EXTRAIT DU DOCUMENT —
——————
Dans le but de financer et de faire connaître ses projets, Sinigna Sigui, crée en juin 2006, est une association débordante d’imagination et qui plus est, qui se veut irréprochable. Dès l’entrée, les choses sont claires. Sur tout un mur, d’excellentes affiches décrivent (entre autres !) les personnes impliquées, leurs motivations et le niveau auquel elles interviennent, mais aussi les détails du projet, les finances à travers un budget et des estimations prévisionnelles, ainsi qu’un planning des échéances fixées. Bref, un premier sentiment se dégage, la convivialité dans la transparence.

Débordante d’imagination et d’énergie, en effet, cette (deuxième) manifestation n’était pas sans intérêts ! Sur la journée se sont succédées séances de différents types de danses africaines, séances de percussions (où chacun était invité à participé à l’oeuvre commune), défilé de mode (mais oui !) où l’on put admirer les élégantes créations de Geneviève, et exposition et vente d’artisanat locaux. Les papilles ne furent pas en manque d’exotisme grâce au « mafé », repas traditionnel à base de riz, de boeuf, de choux, de carottes, et accompagné d’une sauce à base d’arachide. Le tout arrosé de boissons au gingembre ou d’infusions de feuilles d’hibiscus.

La soirée animée par des percussionnistes de renom (Laas Kon'e , Amadou Dram'e, Solo et Agno du groupe SOKAN) et par des danseuses fut une réussite incontestable. Des démonstrations de danse orientales d’influence berbère et égyptienne furent même présentées. L’intense pression du rythme envoûtant et obsédant des percussions était tel un flot tumultueux auquel résister était s’exposer à une oppression, un malaise. Seul l’abandon fut envisageable et source d’une joie intense. Pour ma première expérience de soirée percussion, j’appris vite qu’il est vain de lutter contre le courant d’un torrent indomptable, et tout à fait jubilatoire de s’y laisser fondre dans un absolu démentiel. C’est le genre de sensation à laquelle on ne survit qu’en y succombant, qu’en oubliant sa propre identité et en faisant sienne cette soif inextinguible d’émerger à la lumière d’un au-delà édenien. Je comprends mieux aujourd’hui les transes, états où l’on atteint cet hors de soi, uni à cette entité unique constitué de l’ensemble des personnes présentes, sorte de communion allègre dans un même désir de jouir du sourire de l’autre. Les danseuses, mieux qu’aucun discours en étaient la savoureuse manifestation.

Oui, ce fut indubitablement une journée réussie.

Savoir, Comprendre, Intégrer

Dans le film « Shooting Dogs » (1), une reporter photographe internationale venue sur les lieux couvrir « l’événement » du génocide rwandais avait la réplique suivante, que je cite de mémoire, « Le plus terrible c’est que j’ai l’impression d’être insensible. Non pas parce que j’ai couvert des dizaines de massacres de part le monde, mais parce qu’ils sont noirs ».

Le philosophe Michel Serres fait, judicieusement, la différence entre le savoir, le comprendre et l’intégrer. Savoir que nous sommes tous des êtres humains à part entière, n’est pas la même chose que de le comprendre, et encore moins de l’intégrer. Je gage que si nous savons tous (ou presque) que nous sommes égaux et digne dans notre condition d’être humain, nous sommes moins à le comprendre et moins encore à l’intégrer.
——————
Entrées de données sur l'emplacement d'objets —
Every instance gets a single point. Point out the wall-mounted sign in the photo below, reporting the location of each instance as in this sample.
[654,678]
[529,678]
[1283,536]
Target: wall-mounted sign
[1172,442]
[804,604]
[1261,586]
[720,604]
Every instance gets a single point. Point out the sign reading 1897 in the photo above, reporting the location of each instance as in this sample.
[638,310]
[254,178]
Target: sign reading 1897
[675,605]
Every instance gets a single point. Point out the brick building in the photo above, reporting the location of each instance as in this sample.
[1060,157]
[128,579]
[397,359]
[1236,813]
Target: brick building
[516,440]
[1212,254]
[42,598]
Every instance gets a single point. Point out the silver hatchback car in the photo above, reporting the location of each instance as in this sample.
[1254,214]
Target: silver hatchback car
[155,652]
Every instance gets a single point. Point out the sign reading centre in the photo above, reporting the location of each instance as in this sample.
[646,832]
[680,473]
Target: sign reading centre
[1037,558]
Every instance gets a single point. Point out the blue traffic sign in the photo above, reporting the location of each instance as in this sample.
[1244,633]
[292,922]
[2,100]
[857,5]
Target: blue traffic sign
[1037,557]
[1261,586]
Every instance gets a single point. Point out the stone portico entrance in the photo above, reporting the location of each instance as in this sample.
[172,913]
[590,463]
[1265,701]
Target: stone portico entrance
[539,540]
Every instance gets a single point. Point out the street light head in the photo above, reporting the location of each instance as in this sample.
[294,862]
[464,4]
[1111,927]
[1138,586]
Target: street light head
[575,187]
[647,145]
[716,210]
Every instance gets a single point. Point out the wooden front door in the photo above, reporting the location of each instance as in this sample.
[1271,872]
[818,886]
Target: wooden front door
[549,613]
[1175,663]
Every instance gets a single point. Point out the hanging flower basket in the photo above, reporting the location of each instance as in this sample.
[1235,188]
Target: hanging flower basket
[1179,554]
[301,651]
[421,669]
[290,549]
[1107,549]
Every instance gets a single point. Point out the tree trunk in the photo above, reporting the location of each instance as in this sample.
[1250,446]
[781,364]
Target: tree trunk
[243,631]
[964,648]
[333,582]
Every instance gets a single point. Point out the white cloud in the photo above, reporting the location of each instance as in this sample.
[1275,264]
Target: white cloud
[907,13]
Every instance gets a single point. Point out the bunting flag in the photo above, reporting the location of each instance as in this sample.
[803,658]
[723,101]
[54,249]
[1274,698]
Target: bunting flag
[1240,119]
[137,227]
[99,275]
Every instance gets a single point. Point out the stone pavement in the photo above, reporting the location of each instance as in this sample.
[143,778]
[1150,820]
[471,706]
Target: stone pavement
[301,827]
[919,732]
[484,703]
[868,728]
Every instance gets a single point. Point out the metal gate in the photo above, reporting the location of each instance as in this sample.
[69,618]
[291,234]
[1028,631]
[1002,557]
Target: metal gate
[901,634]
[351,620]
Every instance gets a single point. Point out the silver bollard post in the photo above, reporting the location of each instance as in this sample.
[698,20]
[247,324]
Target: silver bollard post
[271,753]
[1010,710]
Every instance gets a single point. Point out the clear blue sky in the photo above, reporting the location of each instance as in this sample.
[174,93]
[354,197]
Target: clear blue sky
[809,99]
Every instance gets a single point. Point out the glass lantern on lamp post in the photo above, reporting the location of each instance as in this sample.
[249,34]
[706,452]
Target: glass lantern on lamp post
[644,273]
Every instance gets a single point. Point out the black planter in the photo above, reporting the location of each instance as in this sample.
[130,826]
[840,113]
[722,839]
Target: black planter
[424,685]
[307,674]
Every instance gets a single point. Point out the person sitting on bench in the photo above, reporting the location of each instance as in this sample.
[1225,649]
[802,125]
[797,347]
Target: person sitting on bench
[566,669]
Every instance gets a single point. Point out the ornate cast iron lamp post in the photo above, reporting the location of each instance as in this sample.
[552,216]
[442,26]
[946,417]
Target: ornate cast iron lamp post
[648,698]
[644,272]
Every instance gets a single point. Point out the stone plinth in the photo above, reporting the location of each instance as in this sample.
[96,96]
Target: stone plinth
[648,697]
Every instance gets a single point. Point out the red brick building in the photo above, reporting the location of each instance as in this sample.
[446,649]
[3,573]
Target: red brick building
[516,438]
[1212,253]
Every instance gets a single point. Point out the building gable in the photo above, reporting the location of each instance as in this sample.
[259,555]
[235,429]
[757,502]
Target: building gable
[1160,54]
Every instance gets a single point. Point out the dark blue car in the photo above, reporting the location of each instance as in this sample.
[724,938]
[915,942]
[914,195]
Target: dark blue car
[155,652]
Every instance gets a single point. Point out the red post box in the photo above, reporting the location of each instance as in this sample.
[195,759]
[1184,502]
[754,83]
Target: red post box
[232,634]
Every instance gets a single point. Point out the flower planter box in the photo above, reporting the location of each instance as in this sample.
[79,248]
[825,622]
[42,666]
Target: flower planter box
——————
CONSIGNES —
**1.** Relevez dans l'extrait le nom de chacun des percussionnistes qui ont animé la soirée.
**2.** Indiquez combien de lignes des entrées contiennent la chaîne « lantern », en tenant compte de la casse.

RÉPONSES CI-DESSOUS —
**1.** Laas Kon'e, Amadou Dram'e, Solo et Agno.

**2.** 2